◆ **Directive 1**:
Copy the lab course description below word for word, from "By the end of" to "and textual input.".
◆ **Directive 2**:
Answer these from the lab course description below:
(a) Which simulator is the plan executed in?
(b) In what coordinates are the robot actions expressed?
(c) Where does the API-based AI model come from?

This laboratory course introduces Vision-Language Models (VLMs) and their use for controlling a robotic manipulator.
Students will design a system where:
- A human provides a natural language instruction
- A Vision-Language Model interprets the scene
- The model generates a task plan
- Task plan is converted into robot actions (x, y, z coordinates)
- The plan is executed in:
- Simulation (MuJoCo)
- Real robot (ABB GoFa)
The objective is to bridge machine learning, perception, and robot control in a structured workflow.
By the end of this lab, you should be able to:
- Understand what a Vision-Language Model is and how it works.
- Use an API-based AI model from Hugging Face.
- Process visual input (RGB image) and textual input.
- Convert high-level instructions (e.g., “pick the red cube”) into robot actions.
- Execute a task pipeline in simulation.
- Deploy the same logic to a real ABB GoFa robot.
- Evaluate limitations and failure cases.

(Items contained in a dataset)

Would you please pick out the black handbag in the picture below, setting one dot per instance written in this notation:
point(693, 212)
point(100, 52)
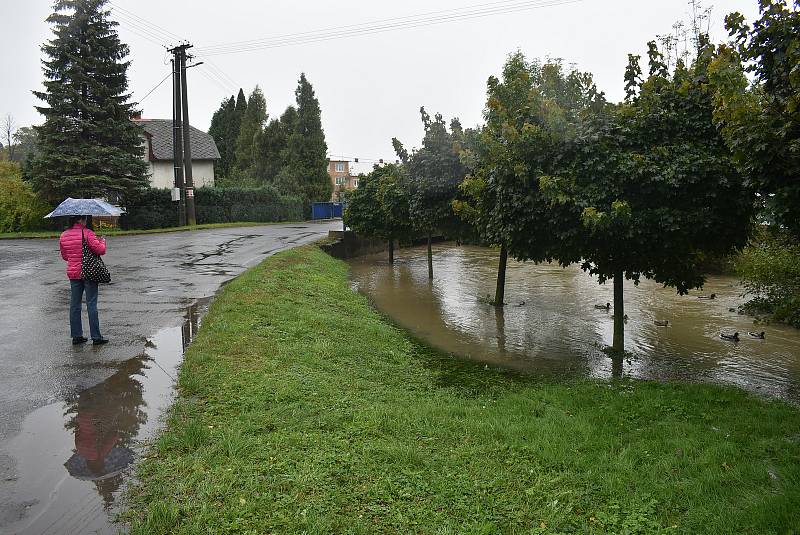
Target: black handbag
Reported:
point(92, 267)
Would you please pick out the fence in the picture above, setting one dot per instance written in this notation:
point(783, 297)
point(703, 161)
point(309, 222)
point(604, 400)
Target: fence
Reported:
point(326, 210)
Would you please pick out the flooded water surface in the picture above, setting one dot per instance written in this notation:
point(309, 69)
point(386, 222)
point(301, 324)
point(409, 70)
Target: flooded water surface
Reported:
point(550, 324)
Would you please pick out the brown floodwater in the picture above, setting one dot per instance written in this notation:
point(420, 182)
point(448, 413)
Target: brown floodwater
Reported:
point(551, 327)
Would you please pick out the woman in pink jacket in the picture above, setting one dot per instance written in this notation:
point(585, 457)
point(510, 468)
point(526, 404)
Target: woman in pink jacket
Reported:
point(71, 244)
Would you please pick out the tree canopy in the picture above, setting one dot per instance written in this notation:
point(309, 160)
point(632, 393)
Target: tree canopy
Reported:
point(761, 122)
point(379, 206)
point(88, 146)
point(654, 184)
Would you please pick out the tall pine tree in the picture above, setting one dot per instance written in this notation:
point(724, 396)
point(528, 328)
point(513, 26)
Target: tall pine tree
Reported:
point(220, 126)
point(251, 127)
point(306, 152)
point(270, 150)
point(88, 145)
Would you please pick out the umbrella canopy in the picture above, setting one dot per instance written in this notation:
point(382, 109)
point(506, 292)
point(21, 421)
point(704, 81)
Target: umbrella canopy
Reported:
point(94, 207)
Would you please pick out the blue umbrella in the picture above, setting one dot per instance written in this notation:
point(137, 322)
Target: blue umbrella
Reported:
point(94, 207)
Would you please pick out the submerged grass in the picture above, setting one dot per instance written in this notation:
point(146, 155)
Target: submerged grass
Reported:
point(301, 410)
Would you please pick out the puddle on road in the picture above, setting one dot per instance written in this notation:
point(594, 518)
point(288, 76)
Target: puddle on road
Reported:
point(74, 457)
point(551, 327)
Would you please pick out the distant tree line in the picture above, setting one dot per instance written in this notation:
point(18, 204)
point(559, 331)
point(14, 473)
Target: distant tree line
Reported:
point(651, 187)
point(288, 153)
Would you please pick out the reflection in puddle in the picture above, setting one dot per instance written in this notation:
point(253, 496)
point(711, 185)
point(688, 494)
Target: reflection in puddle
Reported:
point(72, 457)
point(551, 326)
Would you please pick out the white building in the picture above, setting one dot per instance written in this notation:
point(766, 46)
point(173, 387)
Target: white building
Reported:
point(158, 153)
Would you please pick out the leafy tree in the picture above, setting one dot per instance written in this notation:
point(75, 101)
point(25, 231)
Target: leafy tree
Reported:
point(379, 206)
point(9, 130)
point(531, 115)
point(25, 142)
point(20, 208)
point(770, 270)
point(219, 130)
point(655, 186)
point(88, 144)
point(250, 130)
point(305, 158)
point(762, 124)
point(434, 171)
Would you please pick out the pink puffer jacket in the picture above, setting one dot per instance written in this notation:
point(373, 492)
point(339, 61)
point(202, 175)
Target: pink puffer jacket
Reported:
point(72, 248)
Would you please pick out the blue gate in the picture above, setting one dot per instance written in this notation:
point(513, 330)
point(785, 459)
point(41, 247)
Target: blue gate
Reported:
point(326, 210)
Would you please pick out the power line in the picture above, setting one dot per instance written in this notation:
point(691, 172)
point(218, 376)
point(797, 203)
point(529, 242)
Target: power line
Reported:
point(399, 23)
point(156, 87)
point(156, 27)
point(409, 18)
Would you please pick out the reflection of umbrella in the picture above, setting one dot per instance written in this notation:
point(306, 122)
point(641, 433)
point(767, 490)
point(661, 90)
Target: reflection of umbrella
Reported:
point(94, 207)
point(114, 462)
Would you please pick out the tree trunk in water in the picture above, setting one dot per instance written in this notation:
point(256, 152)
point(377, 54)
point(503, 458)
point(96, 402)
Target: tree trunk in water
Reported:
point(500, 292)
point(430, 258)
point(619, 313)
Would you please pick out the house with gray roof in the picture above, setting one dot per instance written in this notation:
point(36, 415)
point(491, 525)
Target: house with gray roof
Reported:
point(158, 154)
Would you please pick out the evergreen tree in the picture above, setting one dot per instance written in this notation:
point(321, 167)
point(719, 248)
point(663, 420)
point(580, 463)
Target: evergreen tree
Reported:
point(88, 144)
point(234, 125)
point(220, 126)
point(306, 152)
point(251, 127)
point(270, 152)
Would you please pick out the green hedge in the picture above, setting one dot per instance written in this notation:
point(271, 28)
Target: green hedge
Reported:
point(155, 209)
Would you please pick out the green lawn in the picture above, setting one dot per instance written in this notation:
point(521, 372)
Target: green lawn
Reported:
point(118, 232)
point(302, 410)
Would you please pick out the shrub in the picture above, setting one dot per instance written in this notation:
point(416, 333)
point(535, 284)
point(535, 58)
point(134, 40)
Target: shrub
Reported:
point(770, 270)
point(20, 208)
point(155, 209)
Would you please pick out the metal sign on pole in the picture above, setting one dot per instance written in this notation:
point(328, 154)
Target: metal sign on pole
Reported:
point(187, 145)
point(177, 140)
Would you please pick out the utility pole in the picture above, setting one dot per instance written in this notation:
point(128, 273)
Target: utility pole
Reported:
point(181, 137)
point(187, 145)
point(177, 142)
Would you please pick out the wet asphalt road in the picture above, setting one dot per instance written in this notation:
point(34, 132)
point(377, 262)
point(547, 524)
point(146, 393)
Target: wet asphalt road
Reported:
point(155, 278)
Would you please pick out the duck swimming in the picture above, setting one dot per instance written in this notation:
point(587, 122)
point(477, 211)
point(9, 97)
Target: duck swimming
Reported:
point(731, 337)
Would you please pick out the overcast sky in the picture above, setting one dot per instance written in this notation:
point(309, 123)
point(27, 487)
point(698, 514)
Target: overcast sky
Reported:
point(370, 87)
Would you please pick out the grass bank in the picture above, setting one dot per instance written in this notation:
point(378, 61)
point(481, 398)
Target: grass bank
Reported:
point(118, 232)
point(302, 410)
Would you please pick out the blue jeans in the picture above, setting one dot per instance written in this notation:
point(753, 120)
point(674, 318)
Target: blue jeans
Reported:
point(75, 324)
* * *
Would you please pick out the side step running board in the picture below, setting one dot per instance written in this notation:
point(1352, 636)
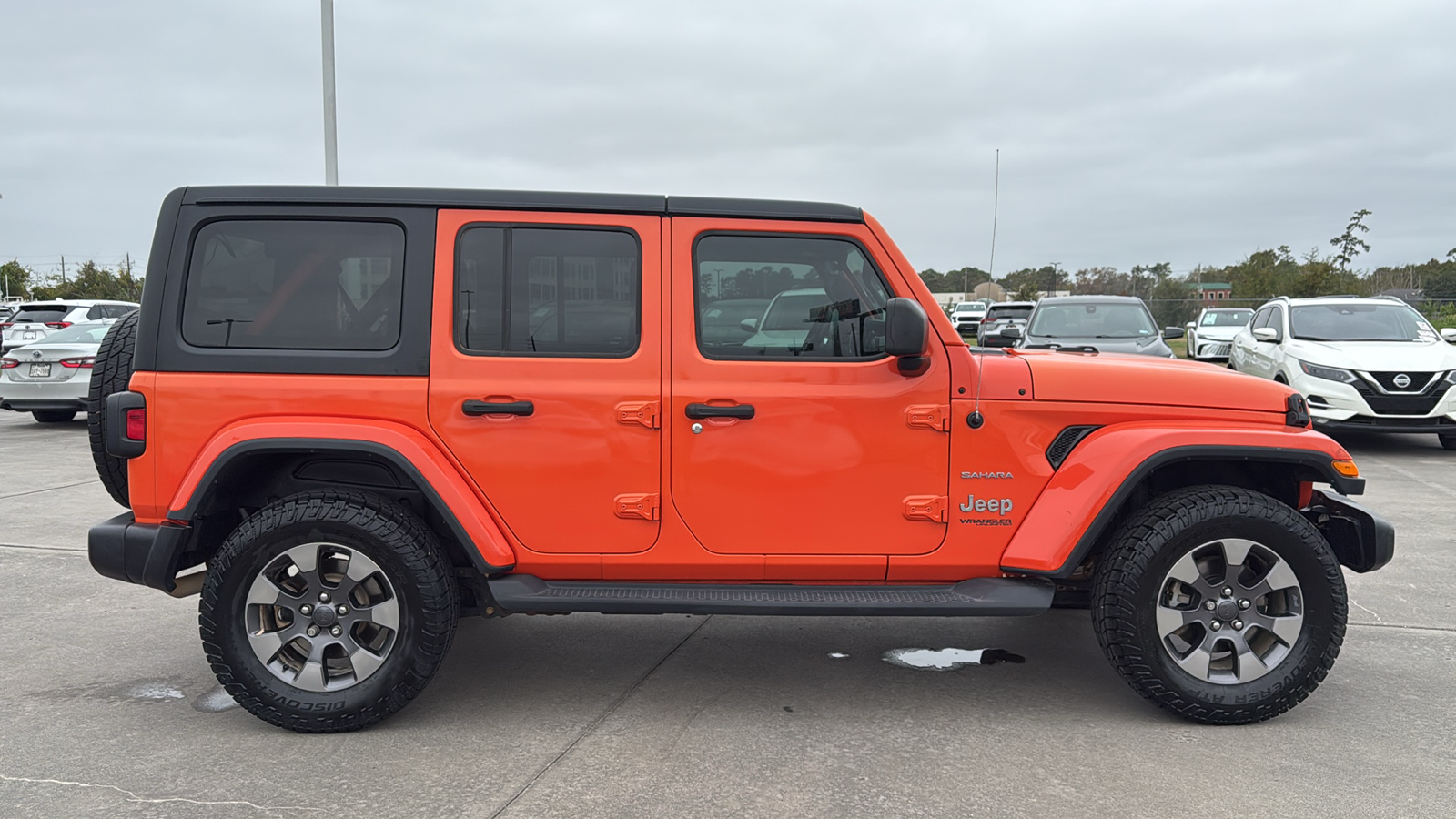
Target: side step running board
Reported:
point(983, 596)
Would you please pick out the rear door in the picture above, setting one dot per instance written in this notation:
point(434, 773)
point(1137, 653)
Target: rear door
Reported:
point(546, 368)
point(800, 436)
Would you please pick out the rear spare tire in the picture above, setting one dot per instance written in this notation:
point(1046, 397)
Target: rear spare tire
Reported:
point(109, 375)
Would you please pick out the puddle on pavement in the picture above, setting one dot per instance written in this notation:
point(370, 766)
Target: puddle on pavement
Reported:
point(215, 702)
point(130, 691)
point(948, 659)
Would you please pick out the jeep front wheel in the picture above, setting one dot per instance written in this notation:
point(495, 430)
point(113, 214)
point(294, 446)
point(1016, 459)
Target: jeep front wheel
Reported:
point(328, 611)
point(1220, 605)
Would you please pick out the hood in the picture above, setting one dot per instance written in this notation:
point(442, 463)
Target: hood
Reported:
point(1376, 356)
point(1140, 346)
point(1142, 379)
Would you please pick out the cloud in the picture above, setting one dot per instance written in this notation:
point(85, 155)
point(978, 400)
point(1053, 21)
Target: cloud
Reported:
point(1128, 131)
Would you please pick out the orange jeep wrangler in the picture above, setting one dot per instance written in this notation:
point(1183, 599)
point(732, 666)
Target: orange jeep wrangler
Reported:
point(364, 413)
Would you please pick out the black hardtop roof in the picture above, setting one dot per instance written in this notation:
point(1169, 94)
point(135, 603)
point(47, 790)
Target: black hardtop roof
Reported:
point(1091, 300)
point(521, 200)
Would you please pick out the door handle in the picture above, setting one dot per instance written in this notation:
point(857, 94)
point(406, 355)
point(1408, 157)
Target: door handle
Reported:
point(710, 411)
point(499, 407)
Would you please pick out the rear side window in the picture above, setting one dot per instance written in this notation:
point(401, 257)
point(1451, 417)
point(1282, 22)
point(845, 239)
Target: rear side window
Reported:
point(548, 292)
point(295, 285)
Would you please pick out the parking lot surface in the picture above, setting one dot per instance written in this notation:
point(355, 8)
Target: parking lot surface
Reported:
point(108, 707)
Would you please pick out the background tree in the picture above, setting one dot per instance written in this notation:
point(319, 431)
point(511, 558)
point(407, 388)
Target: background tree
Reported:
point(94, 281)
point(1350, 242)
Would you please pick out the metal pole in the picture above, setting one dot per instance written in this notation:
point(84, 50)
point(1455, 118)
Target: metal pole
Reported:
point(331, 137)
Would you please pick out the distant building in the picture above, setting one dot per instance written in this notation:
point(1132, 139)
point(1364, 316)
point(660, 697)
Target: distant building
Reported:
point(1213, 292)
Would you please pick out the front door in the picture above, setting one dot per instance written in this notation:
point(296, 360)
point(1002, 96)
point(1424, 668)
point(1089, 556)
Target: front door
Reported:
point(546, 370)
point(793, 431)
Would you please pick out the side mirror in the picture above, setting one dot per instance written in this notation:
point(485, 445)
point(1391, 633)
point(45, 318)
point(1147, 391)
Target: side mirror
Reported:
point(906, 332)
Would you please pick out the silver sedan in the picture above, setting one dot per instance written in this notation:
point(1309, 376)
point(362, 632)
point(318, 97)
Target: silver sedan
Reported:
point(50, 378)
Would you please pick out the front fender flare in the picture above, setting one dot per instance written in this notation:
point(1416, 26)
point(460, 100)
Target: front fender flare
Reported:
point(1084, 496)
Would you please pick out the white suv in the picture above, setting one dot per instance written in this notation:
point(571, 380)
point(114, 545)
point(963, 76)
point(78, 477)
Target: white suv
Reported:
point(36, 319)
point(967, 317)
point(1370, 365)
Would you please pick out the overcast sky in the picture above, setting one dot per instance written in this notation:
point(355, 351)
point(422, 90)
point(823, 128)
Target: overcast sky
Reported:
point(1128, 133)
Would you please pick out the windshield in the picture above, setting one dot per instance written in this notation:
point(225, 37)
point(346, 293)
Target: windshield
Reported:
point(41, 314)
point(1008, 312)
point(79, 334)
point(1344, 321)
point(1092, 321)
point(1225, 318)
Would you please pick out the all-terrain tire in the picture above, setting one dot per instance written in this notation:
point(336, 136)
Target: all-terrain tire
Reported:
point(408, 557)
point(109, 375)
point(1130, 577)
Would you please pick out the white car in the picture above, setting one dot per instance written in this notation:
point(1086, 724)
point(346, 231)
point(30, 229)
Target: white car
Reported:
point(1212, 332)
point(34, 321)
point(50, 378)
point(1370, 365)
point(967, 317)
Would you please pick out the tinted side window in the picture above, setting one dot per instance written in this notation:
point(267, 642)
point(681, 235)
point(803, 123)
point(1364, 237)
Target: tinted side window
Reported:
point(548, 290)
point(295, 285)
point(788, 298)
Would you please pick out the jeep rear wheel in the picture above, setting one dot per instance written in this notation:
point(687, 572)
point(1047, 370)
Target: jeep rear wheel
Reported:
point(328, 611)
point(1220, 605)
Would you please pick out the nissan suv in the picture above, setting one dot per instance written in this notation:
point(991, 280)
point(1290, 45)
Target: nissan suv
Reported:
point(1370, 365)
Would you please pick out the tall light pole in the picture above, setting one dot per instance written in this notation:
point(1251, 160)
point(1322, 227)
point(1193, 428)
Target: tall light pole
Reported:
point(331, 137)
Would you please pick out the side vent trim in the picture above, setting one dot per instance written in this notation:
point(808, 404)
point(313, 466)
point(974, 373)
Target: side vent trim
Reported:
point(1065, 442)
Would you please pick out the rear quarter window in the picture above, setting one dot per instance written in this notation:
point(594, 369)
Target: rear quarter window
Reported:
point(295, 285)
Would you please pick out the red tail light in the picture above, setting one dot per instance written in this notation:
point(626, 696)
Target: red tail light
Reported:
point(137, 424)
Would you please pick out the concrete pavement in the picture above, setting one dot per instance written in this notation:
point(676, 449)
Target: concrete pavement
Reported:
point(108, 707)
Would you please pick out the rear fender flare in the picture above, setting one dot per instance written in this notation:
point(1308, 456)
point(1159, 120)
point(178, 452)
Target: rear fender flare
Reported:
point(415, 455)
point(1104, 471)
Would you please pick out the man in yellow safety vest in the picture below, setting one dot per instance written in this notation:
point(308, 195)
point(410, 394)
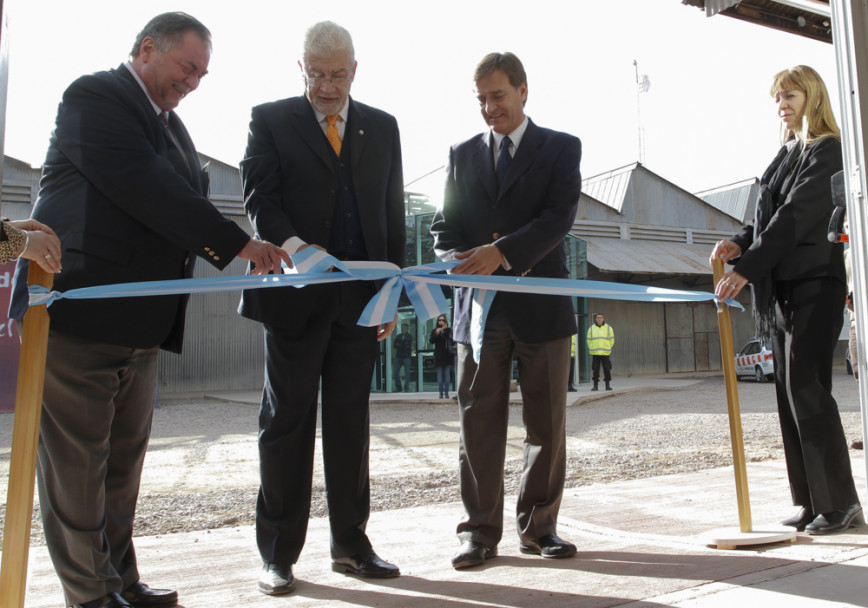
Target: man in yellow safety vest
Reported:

◆ **Complete response 1**:
By the end of this lab, you should be able to:
- Understand what a Vision-Language Model is and how it works.
- Use an API-based AI model from Hugging Face.
- Process visual input (RGB image) and textual input.

◆ **Complete response 2**:
(a) MuJoCo
(b) x, y, z coordinates
(c) Hugging Face